Place each line of the data below into a JSON array of strings, one string per line, and leave out any blank lines.

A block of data
** BEGIN **

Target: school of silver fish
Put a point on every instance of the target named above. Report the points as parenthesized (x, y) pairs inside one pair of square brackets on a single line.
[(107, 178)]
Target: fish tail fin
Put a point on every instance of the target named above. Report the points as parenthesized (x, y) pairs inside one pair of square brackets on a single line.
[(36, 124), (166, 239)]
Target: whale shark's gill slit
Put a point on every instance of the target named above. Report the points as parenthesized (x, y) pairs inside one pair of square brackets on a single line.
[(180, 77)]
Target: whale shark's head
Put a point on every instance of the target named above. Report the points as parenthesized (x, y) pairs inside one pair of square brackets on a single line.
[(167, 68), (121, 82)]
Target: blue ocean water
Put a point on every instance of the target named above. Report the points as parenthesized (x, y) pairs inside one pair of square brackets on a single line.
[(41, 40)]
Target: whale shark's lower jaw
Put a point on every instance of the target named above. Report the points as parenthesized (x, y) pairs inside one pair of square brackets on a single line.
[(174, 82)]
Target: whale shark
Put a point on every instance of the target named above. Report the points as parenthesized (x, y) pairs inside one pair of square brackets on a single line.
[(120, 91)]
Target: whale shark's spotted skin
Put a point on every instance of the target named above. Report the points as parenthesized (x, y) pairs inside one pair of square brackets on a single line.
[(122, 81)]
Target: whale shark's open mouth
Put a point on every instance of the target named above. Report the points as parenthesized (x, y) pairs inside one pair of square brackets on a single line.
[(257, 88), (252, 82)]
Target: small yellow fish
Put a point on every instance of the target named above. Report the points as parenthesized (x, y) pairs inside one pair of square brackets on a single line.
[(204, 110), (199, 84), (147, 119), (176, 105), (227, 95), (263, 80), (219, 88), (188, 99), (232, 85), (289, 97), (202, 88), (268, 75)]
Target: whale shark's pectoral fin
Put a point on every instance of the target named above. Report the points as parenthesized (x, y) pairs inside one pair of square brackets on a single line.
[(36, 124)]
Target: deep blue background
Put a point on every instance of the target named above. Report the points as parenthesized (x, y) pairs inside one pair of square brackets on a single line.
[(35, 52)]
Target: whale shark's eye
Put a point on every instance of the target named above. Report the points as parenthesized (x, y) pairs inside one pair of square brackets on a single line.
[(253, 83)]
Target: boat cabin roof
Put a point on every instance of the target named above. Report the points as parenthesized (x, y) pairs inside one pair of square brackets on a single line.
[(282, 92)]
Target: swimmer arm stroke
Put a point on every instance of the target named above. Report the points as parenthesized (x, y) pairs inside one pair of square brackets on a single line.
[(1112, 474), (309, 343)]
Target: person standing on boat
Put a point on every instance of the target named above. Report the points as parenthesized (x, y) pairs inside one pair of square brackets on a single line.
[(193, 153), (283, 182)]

** END **

● **TASK ANSWER**
[
  "Target: school of silver fish",
  "Put a point on every instance of the target named above. Report the points as parenthesized (x, y) pairs inside one pair of square brackets on a single line.",
  "[(107, 178)]",
  "Target: fish tail fin",
  "Put a point on every instance of the target named above. Report the points as parenthesized (x, y) pairs inside one pair of square brackets on a single line.",
  "[(36, 124), (166, 239)]",
  "Target: whale shark's gill slit",
  "Put a point on every instance of the target named above. Report the points as parenthesized (x, y) pairs inside one pair of square brackets on a single line.",
  "[(180, 77)]",
  "Target: whale shark's head",
  "Put a point on every instance of the target named above. Report the points as parenthesized (x, y) pairs inside one pair of square brackets on a single line.",
  "[(167, 68), (121, 82)]",
  "Target: blue ocean water",
  "Put a point on every instance of the target named above. Report the points as parenthesized (x, y) pairs inside one pair of square brackets on a single line.",
  "[(41, 40)]",
  "Target: whale shark's lower jaw",
  "Put a point on every instance of the target named above. Report the points as parenthesized (x, y) pairs inside one pair of square brackets on a single line.",
  "[(174, 82)]",
  "Target: whale shark",
  "Put a point on every instance of the target named above. Report the points as parenthesized (x, y) pairs inside one pair of square brackets on a single line.",
  "[(120, 91)]",
  "Target: whale shark's spotted skin",
  "Put a point on every instance of the target named above. Report the points as parenthesized (x, y) pairs inside one pair of square brackets on a single line.",
  "[(122, 81)]",
  "Target: whale shark's open mouth",
  "Put a point on every instance of the target named above. Report the points as parenthesized (x, y) pairs inside one pair of square brackets on a single line.",
  "[(257, 88), (252, 82)]",
  "Target: small yellow fish",
  "Put a point on every instance of the target named above. Report the points as parenthesized (x, y) pairs inside one pair of square brackets on a single line.",
  "[(204, 110), (199, 84), (147, 119), (176, 105), (227, 95), (263, 80), (219, 88), (188, 99), (232, 85), (289, 97), (202, 88), (268, 75)]",
  "Target: whale shark's pectoral fin",
  "Put a point on every instance of the target named above. Report the points as parenthesized (x, y) pairs inside one pair of square brackets on a single line.",
  "[(36, 124)]",
  "Target: deep blue background",
  "Put a point on every instance of the target named above. Report the points as parenthesized (x, y) pairs inside one pair of square brackets on a single line.",
  "[(35, 52)]",
  "Target: whale shark's eye",
  "Put a point on every instance of the target named above. Report the points as parenthesized (x, y) pairs inside one pair of square brackets on a single line.",
  "[(253, 83)]",
  "Target: boat cabin roof",
  "Put a point on every instance of the target named above. Report the points as parenthesized (x, y) pairs inside one pair of square brackets on a single line.",
  "[(282, 92)]",
  "Target: swimmer arm stroke",
  "Put a point on every instance of the target named above. Report the points as parenthesized (x, y) pairs inside one pair of square brackets on a single line.",
  "[(1112, 474), (309, 343)]",
  "Target: person standing on boat",
  "Put a point on every instance of the target named above. Report the points as parenthesized (x, y) pairs inside one pair of square brackets on a single line.",
  "[(193, 153), (283, 182)]"
]